Stated goal: Write out the full listing again, exactly as it stands.

begin Working data

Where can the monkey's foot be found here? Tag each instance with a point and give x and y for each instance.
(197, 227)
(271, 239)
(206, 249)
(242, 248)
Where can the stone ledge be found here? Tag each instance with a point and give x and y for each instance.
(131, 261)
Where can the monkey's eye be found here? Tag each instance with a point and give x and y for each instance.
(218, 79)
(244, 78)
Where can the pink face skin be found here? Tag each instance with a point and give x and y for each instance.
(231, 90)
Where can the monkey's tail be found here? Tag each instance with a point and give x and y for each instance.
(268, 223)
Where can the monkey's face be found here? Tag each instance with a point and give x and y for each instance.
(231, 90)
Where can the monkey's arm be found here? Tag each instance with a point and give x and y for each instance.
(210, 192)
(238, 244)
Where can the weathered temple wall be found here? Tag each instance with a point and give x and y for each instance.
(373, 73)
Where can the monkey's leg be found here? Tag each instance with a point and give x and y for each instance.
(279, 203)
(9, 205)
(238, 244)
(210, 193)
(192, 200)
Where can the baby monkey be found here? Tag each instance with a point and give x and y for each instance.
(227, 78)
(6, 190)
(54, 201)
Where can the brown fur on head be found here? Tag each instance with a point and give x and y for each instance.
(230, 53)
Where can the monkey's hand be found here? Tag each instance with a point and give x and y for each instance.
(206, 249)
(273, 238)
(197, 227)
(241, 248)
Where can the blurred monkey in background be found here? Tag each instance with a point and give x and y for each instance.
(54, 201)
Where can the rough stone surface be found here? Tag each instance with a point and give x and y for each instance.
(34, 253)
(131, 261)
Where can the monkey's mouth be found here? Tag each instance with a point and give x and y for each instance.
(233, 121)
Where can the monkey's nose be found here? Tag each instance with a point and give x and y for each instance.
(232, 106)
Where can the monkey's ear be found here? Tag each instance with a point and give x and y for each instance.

end Working data

Response:
Where can the monkey's foot be found here? Tag each instance with a point and give x and y for each instance.
(197, 227)
(271, 239)
(206, 249)
(242, 248)
Where can the stone ledge be found here? Tag each instance with a point and give x and y for each instance.
(131, 261)
Where can the monkey's eye be found here? Tag each instance with a point and give x and y for each instance.
(218, 79)
(244, 78)
Where can the pink face skin be found here? Tag each instance with a point and give x and y for each instance.
(231, 90)
Where can the monkey's tail be found here? Tag each instance with a point and give x and y for each instance.
(268, 223)
Where can the monkey's face be found here? Tag each instance with a point and give x and y for each instance.
(231, 90)
Where can the monkey's arm be found here? Tag each instance with a point and give x and y for each instance.
(210, 192)
(238, 244)
Where can the weathered temple wall be found here? Tag each instance with a point and give x and y for each instance.
(373, 73)
Where can the monkey's leg be found here? Tag each instance with a point and give x and y for each instance.
(279, 203)
(9, 205)
(238, 244)
(210, 193)
(192, 200)
Where can the baby monkey be found here? Tag each instance with a point and give x and y for each instance.
(227, 78)
(6, 190)
(54, 201)
Where can the brown fur on head be found here? Tag each instance with a point and give x and y for each instance.
(230, 53)
Where can the monkey's hand be found here? Tag each instance with a point and give x and y for each instance.
(206, 249)
(273, 238)
(197, 227)
(241, 248)
Where can the blurred monkey in background be found here? Tag each instance with a point and give x and y for each instance.
(54, 201)
Where can the rough stone surface be found here? Tag each instance with a point and give x and y for each instance.
(34, 253)
(131, 261)
Where can the monkey's mouth be found here? Tag each instance with a point and give x and y for each instance.
(233, 121)
Where can the monkey's nose be found here? Tag each instance with a point and give x and y for each instance.
(232, 106)
Where can the monkey's ear be found here? Tag each instance with a point and give x and y for each instance.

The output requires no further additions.